## WORK ORDER
Images should be omitted while the rest of the data is duplicated exactly.

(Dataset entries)
════════

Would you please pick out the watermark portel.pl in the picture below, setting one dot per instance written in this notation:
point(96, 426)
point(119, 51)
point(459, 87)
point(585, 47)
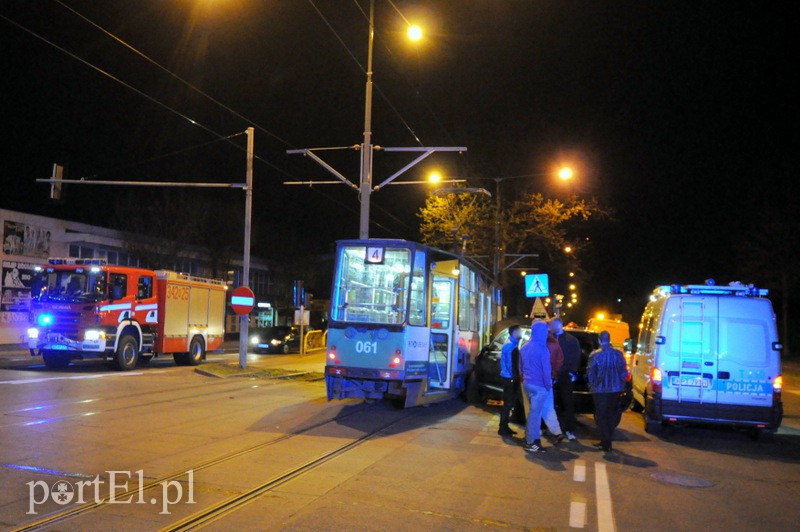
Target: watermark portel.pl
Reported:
point(63, 492)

════════

## OUTPUT
Would you please pick out the watermark portel.pl in the picture below, setting one dot per instance written in this notation:
point(96, 426)
point(119, 51)
point(459, 87)
point(585, 47)
Target: watermark portel.pl
Reported:
point(63, 492)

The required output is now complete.